Top of Extract provided
A concussion, also known as mild Traumatic Brain Injury, occurs when a direct or indirect force causes the brain to rapidly change direction. A concussion, contrary to popular thought, does not necessarily have to be the product of a direct blow to the head; indeed, any blow to the body can cause the rapid movement of the head and neck and can result in concussion. It should also be noted that one does not have to suffer loss of consciousness to be diagnosed with concussion. In fact, in most cases of concussion, individuals do not lose consciousness.
In recent years, there has been more and more information provided by the media to the general public of dangers associated with concussion. Specifically, the general public has been advised that concussions, especially in sports, can have very serious effects on functioning while concussed and even long-lasting sequelae. Dr. Caster has been involved in the study, treatment, and management of mild Traumatic Brain Injuries (mTBI) for many years. She is a long-time member of the Sports Neuropsychology Society and experienced in return-to-play sports protocols at the professional athletic level. She was the Neuropsychology Consultant in the National Football League (NFL) to the Washington Redskins. Her responsibilities included baseline assessment and post-concussive assessment for Return-to-Play decision-making at the professional NFL level.
Dr. Caster’s experience and expertise in mTBI assessment and management make her well-equipped to be an active participant in concussion management for athletes ranging the lifespan at all levels- from recreational through high school, collegiate, and professional athletics.
Dr. Caster is a Credentialed ImPACT Consultant (CIC), which identifies her as a formally trained and professionally competent provider in the assessment and management of concussion.
Bottom of Extract provided
Top of Given records
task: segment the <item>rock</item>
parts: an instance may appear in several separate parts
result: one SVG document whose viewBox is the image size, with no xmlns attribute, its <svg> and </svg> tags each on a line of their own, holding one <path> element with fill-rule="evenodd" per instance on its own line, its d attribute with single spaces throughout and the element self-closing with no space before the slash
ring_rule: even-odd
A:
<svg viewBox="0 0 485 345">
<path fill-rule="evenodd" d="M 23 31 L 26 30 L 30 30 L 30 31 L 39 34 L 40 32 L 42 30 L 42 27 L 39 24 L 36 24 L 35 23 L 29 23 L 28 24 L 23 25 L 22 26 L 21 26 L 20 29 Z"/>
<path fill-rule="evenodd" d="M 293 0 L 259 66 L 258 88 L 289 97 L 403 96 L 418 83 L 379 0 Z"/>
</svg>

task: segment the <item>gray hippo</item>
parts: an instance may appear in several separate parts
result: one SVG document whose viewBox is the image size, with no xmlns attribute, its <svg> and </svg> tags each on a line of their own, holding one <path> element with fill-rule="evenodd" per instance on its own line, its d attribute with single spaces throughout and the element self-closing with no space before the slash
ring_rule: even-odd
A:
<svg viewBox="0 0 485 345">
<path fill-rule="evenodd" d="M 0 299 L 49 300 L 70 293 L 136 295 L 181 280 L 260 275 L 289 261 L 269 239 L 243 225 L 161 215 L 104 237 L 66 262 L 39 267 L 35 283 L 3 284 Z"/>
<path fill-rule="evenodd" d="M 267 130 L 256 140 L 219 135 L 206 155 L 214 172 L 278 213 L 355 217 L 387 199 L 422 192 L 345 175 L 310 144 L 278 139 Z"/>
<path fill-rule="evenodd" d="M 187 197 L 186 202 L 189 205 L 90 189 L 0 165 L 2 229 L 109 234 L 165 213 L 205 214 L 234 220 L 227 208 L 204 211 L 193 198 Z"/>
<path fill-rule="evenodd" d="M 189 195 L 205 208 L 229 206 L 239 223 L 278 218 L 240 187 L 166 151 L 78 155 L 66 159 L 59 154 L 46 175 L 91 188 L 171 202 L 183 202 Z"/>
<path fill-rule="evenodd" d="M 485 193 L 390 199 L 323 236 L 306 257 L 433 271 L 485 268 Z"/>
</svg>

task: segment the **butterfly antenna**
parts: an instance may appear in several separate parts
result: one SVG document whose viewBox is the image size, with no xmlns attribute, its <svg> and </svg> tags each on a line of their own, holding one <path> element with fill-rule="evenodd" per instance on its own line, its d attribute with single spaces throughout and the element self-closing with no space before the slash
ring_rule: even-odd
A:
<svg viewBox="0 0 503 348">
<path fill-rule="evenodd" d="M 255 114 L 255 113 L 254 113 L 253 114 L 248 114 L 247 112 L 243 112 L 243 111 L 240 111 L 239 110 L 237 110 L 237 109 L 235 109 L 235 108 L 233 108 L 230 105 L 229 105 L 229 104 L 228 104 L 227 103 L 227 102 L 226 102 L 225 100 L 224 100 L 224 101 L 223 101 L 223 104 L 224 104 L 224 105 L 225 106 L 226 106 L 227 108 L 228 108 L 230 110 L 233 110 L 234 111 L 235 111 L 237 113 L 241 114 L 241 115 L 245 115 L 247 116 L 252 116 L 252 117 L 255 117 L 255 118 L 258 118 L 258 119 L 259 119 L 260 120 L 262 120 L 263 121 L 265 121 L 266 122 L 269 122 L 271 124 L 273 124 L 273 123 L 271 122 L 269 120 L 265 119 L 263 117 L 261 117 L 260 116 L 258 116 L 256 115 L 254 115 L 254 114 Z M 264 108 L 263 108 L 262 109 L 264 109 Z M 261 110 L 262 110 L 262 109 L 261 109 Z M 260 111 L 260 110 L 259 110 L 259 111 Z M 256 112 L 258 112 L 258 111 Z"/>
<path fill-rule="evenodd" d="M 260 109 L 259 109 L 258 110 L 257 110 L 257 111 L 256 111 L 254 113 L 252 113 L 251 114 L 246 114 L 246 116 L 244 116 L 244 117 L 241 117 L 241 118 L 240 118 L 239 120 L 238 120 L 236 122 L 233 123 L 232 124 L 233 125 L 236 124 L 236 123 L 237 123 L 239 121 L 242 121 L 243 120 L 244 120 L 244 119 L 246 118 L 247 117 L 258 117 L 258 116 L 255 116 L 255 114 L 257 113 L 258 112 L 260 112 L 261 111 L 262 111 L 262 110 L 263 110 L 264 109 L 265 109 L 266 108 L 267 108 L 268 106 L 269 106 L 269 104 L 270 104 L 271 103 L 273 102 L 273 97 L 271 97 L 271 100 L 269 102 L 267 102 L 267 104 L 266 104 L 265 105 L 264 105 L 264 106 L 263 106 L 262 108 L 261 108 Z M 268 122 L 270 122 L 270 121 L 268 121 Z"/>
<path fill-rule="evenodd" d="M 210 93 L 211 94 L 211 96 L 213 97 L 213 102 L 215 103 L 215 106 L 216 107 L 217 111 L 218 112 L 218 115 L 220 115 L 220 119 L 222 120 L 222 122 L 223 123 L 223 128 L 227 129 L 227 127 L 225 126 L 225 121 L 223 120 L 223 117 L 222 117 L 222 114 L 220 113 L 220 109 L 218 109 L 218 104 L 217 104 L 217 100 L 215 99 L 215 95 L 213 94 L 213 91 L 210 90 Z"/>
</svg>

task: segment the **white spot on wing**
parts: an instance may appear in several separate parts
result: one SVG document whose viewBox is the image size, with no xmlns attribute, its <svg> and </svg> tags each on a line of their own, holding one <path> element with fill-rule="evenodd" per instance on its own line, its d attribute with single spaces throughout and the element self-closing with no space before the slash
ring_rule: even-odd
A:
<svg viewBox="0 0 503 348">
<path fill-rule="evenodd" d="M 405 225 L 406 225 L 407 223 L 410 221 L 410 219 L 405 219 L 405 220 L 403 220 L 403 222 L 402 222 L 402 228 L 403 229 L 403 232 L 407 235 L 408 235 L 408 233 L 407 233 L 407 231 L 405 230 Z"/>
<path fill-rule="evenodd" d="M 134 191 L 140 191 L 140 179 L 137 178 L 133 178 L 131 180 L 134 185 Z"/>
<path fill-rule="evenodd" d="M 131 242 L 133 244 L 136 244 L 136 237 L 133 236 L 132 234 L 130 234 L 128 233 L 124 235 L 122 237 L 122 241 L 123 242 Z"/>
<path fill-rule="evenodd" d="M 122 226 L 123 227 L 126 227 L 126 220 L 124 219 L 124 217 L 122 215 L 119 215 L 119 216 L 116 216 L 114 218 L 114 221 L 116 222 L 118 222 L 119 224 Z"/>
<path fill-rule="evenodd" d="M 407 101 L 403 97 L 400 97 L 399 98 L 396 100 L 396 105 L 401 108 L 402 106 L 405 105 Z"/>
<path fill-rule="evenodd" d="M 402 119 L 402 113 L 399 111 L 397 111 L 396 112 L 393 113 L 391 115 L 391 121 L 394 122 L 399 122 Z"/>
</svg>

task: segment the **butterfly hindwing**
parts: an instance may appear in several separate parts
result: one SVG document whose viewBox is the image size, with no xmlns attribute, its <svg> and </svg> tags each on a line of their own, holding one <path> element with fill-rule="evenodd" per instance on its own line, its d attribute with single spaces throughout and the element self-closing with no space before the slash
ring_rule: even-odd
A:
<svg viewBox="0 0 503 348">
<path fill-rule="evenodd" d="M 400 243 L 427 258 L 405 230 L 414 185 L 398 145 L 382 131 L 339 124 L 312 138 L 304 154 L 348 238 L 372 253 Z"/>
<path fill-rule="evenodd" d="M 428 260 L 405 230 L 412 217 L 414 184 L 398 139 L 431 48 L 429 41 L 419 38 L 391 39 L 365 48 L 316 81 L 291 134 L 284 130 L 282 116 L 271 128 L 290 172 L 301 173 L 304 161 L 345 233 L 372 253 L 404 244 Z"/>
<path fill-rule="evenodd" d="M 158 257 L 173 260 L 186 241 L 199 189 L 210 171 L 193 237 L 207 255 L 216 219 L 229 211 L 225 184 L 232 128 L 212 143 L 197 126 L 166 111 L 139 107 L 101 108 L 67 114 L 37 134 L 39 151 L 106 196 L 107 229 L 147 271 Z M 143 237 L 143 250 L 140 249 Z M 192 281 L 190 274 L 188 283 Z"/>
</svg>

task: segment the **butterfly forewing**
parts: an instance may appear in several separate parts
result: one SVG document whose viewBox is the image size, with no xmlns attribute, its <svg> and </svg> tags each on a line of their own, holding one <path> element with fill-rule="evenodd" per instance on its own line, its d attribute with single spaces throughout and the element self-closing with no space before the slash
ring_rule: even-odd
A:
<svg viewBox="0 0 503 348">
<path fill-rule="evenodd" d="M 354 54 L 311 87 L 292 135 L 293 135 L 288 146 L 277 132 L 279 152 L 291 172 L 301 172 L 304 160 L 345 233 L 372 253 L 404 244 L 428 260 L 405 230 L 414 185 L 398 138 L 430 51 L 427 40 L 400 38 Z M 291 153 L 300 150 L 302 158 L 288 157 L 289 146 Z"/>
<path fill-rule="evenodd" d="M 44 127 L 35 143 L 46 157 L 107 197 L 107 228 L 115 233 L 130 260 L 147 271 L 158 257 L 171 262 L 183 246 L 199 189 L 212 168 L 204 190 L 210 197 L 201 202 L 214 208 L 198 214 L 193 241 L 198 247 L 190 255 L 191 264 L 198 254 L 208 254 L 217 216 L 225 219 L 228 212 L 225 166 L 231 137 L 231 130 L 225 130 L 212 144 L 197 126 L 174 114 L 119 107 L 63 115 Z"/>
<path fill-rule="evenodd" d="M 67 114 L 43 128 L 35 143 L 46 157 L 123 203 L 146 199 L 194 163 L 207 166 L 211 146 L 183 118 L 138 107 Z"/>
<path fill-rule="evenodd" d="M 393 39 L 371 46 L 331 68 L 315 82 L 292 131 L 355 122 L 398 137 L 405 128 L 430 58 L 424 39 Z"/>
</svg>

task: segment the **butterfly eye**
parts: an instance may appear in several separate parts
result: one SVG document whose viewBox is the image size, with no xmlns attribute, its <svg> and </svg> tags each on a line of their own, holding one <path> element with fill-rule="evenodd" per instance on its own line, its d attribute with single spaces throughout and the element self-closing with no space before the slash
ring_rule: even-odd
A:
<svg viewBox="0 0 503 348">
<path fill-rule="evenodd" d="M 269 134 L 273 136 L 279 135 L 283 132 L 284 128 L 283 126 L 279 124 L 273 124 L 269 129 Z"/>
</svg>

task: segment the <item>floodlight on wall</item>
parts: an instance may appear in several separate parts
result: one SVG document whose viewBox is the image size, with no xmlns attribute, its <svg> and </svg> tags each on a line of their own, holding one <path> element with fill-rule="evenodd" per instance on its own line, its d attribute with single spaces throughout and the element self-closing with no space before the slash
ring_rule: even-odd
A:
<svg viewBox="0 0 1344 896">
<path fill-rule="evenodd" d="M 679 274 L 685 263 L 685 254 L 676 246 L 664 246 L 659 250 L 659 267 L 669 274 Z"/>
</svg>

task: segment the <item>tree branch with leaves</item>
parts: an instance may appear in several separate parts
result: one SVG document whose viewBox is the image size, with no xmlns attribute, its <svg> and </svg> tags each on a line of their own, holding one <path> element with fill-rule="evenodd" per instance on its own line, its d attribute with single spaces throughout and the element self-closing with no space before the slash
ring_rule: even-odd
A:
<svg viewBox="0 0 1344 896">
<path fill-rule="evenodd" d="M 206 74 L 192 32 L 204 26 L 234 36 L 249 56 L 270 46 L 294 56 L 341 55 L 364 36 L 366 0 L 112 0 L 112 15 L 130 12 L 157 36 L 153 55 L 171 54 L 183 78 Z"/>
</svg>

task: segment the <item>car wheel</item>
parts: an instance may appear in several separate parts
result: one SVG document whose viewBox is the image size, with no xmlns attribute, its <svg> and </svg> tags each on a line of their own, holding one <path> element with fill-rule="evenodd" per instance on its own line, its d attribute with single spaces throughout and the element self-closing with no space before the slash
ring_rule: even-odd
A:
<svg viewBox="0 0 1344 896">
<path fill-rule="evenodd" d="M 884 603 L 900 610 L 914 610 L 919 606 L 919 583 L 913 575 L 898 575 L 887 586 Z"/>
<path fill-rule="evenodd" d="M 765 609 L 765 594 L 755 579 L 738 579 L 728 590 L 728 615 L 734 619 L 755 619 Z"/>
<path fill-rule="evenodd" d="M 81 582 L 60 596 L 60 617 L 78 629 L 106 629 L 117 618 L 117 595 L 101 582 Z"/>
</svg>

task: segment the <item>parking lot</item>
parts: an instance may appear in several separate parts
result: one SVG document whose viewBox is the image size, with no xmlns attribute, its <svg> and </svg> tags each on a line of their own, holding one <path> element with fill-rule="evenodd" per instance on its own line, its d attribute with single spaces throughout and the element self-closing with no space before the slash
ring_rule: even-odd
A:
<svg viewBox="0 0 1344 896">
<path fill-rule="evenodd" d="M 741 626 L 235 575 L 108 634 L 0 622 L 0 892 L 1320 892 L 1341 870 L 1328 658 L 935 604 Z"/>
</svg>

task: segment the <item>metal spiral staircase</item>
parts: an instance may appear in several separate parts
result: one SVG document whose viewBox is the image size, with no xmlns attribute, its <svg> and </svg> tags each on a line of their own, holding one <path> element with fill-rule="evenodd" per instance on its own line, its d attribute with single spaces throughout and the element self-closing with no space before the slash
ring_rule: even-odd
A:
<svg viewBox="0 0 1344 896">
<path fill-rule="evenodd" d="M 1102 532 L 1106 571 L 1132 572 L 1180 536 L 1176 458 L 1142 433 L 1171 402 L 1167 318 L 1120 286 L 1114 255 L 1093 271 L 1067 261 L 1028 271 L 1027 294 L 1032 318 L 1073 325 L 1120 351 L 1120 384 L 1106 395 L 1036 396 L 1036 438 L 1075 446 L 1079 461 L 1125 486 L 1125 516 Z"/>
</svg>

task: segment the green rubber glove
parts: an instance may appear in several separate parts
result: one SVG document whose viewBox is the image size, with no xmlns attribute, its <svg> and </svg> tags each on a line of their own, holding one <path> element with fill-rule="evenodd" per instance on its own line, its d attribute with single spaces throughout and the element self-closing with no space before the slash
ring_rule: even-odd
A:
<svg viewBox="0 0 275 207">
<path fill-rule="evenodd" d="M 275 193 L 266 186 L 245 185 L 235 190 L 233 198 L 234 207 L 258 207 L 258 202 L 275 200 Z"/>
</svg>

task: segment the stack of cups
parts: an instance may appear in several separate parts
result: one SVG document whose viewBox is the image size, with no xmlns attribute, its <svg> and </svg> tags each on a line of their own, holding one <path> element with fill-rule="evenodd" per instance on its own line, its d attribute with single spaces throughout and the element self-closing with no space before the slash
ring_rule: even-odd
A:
Bottom of Given records
= Using the information =
A) In the concussion text, which NFL team did Dr. Caster serve as Neuropsychology Consultant?
B) Rewrite the concussion text from "Dr. Caster is" up to and including "management of concussion.", putting "practitioner" in place of "provider".

= Per-task answers =
A) The Washington Redskins.

B)
Dr. Caster is a Credentialed ImPACT Consultant (CIC), which identifies her as a formally trained and professionally competent practitioner in the assessment and management of concussion.